SELECTED TEXT:
· · · · ·
One of the most reputable engineering, planning and architectural firms in North Carolina, The Wooten Company, celebrates its 75th anniversary and reflects on one of its most well-known projects--Carter-Finley Stadium.

2011-05-11
RALEIGH, NC, May 11, 2011 (Press-News.org) As The Wooten Company continues to celebrate its 75th anniversary as one of the most reputable engineering, planning and architectural firms in North Carolina, the organization reflects on one of its most successful and well-known projects over the years - Carter-Finley Stadium. The stadium, which has served as the home of the North Carolina State University Wolfpack football team for the past 45 years, was as much an engineering feat in the 1960s as it is a true Raleigh landmark today.

In February 1962, John Caldwell, then Chancellor of NC State College of Agriculture and Engineering, commissioned Louis E. Wooten, founder of The Wooten Company, to complete a feasibility study for construction of a new athletic stadium. Mr. Wooten and his staff drafted the plans for a facility that would not only serve as a replacement for the school's outdated Riddick Stadium, but also a model structure that would be considered among the finest football stadiums in the South.

"There was consultation by the members of the Wooten firm with people who had some experience with stadiums," wrote the News & Observer's Dick Herbert in October 1966. "Thus, the best features of a number of stadiums around the country were incorporated."

The site that was selected, a 75-acre tract of land owned by the university adjacent to the North Carolina State Fairgrounds, was considered an ideal location for Wooten's design. The bowl for the stadium, which was created from draining a lake that had been used as a research fish hatchery, allowed for half of the original 40,000 seats to be built into hillside coming down from ground level. It also lent itself to future development, for which Mr. Wooten had allowed in the stadium's first designs.
· · · · ·
RECORDS SUPPLIED:

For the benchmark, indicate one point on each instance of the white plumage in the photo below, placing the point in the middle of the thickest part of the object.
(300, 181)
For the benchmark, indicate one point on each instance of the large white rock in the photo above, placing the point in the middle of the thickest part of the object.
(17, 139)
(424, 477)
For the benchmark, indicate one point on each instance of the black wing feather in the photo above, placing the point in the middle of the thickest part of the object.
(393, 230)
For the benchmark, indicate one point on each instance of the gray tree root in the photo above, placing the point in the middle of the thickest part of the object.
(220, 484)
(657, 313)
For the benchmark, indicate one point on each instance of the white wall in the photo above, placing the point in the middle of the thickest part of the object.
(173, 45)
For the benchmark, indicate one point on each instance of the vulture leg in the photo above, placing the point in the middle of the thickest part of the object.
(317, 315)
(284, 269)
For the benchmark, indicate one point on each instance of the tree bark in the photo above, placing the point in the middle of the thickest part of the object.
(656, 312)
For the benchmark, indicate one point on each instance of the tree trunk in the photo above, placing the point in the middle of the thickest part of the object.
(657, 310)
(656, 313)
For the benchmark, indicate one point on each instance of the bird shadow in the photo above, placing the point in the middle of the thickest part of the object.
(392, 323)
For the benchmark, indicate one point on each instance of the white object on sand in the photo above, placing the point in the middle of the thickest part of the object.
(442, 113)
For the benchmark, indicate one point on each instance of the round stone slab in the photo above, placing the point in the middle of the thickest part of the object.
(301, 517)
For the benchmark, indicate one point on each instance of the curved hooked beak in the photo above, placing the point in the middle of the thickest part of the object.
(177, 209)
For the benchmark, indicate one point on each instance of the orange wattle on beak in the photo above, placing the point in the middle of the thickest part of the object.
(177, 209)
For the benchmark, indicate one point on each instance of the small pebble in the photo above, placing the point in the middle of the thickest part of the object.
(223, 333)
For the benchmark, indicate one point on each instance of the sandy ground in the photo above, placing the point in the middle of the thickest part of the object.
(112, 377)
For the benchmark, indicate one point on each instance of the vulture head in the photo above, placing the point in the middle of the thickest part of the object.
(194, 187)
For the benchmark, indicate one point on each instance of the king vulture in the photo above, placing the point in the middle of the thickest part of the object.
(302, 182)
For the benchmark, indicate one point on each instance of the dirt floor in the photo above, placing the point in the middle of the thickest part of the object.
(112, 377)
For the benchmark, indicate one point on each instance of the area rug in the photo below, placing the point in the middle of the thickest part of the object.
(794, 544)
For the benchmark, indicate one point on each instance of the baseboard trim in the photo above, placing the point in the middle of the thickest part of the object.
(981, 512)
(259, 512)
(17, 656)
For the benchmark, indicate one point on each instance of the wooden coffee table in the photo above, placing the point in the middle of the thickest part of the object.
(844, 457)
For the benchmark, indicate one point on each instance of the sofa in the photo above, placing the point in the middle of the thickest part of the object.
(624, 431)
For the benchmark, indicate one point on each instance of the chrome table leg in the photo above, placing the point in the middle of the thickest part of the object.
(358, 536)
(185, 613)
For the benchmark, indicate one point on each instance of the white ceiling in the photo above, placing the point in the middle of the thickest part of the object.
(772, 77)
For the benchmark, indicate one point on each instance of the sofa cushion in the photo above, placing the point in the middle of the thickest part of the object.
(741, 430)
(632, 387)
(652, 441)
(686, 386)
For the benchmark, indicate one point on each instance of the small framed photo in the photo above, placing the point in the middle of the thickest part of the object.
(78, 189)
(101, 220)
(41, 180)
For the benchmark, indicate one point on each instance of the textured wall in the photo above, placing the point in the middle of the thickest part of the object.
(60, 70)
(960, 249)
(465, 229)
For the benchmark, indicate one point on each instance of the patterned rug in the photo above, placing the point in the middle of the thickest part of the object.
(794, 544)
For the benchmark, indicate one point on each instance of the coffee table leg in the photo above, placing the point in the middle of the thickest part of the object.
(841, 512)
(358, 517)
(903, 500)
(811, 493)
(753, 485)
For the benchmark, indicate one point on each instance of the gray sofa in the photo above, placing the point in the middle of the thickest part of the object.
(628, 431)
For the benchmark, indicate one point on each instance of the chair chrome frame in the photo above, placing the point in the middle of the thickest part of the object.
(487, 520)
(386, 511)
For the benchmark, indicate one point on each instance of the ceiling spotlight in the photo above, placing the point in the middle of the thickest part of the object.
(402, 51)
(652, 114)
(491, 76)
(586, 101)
· · · · ·
EXERCISE A: Rewrite the part of the press release that opens with "In February 1962, John" and closes with "in the South.", swapping "feasibility study" for "cost analysis".
EXERCISE B: Name every person mentioned in the press release.

FINAL RESULT A:
In February 1962, John Caldwell, then Chancellor of NC State College of Agriculture and Engineering, commissioned Louis E. Wooten, founder of The Wooten Company, to complete a cost analysis for construction of a new athletic stadium. Mr. Wooten and his staff drafted the plans for a facility that would not only serve as a replacement for the school's outdated Riddick Stadium, but also a model structure that would be considered among the finest football stadiums in the South.

FINAL RESULT B: John Caldwell, Louis E. Wooten, Dick Herbert